## AVAILABLE DATA
....
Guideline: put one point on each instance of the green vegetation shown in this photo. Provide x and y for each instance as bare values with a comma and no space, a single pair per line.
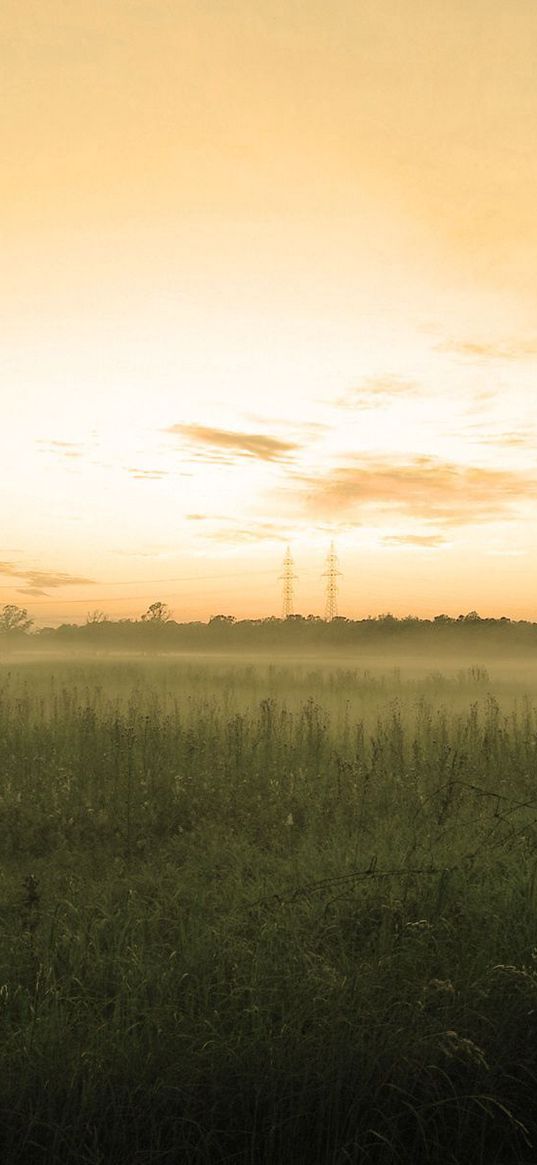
267,913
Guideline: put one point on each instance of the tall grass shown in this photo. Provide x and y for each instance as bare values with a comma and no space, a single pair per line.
267,915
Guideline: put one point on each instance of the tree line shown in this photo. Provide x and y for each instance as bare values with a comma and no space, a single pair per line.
159,627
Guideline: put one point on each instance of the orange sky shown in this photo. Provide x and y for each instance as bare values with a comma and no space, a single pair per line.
268,277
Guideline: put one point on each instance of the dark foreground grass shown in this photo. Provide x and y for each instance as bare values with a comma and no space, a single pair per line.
296,930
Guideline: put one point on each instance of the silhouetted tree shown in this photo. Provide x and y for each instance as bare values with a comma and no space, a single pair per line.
157,613
14,620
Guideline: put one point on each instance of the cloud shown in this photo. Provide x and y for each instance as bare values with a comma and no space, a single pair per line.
425,487
492,350
425,541
255,531
68,449
252,445
513,439
374,392
34,580
147,474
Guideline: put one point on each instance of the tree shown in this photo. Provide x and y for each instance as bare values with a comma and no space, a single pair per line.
14,620
157,613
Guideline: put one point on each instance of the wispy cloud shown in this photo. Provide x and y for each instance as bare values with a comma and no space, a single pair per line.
33,581
425,487
424,541
490,350
375,392
253,532
147,474
258,446
66,449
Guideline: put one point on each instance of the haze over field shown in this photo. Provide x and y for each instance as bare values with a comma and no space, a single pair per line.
268,279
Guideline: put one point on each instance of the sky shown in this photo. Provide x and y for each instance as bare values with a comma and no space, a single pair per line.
268,280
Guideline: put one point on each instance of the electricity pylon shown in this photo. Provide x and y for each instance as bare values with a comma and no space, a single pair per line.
288,585
331,576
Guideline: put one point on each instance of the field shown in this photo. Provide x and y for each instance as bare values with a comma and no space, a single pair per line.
267,912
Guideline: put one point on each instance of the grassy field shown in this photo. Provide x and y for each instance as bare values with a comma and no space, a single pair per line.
260,912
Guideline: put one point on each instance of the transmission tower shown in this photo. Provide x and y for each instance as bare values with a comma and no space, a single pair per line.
331,576
288,585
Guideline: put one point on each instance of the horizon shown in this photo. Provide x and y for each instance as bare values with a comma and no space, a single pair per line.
269,280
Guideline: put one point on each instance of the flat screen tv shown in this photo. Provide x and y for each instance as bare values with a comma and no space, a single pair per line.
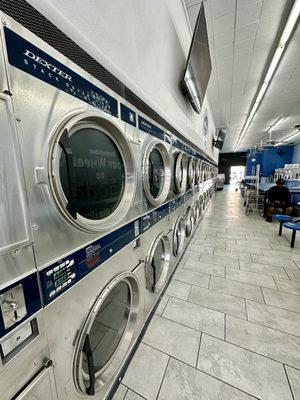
219,141
198,66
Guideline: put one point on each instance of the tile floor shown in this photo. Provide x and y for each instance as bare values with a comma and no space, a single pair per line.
228,327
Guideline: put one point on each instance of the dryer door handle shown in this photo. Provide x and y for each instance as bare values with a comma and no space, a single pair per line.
87,350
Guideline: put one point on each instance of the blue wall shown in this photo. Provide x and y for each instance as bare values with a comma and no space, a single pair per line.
296,156
269,159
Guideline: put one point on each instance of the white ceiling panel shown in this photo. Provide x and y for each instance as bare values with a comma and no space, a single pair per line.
242,34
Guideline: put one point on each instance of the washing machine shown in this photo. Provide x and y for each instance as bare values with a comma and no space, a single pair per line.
93,326
154,162
191,171
25,366
180,172
79,167
157,249
178,234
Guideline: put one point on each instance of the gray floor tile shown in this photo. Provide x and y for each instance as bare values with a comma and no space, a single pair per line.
178,289
285,285
182,382
266,341
274,260
263,269
283,300
133,396
205,268
236,288
218,301
293,274
146,371
174,339
195,316
273,317
162,305
238,254
253,373
247,249
222,260
251,277
192,277
294,378
120,393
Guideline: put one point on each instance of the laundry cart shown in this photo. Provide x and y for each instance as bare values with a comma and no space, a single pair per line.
253,201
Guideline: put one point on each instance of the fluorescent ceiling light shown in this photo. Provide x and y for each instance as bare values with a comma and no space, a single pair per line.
276,124
289,137
287,31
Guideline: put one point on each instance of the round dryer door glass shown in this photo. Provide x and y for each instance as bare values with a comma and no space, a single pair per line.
109,326
92,173
158,263
103,341
156,172
178,236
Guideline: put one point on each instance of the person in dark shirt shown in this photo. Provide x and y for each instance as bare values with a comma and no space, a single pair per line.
278,198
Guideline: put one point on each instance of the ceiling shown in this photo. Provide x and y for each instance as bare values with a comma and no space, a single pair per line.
242,34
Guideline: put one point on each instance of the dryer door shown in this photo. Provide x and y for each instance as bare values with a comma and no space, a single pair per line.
198,172
178,236
191,172
106,336
92,172
180,172
156,173
189,221
158,262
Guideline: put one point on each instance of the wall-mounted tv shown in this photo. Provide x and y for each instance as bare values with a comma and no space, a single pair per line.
198,66
219,141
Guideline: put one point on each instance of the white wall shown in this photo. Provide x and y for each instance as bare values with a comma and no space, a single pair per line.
296,154
145,43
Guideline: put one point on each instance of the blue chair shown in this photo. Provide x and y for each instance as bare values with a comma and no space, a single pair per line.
282,218
294,226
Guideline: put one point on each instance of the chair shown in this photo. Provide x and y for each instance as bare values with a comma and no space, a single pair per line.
282,218
294,226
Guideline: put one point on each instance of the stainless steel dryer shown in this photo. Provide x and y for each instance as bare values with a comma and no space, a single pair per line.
79,167
191,171
25,367
93,326
178,234
157,248
154,162
180,168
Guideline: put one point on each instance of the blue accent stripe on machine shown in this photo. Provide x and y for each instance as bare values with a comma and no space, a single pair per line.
29,58
128,115
32,300
152,129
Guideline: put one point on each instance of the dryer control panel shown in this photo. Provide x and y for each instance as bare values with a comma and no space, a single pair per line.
59,276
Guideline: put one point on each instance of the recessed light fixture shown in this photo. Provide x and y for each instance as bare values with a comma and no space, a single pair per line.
285,36
275,125
289,137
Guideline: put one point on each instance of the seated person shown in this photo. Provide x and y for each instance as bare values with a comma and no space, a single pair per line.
278,197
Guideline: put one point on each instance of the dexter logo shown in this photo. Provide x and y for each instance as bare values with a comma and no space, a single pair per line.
46,64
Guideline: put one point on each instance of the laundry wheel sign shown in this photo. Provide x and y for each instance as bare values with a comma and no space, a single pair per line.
205,129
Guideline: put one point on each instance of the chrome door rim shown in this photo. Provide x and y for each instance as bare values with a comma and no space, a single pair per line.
191,172
156,201
178,247
112,366
189,223
151,286
180,170
102,123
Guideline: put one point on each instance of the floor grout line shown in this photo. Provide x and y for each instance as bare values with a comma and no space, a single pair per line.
289,383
....
## PROBLEM DETAILS
Transcribe the line that contains "Guideline: put one point on each instance of the floor" exactly, then each line after it through the end of the material. Nothing else belongs in the output.

## COMPLETED TASK
Guideline: put one point on each instance of the floor grout line shown in this photo. Provide x and y for each instance as bare values with a comma and no space, a single pair per line.
289,383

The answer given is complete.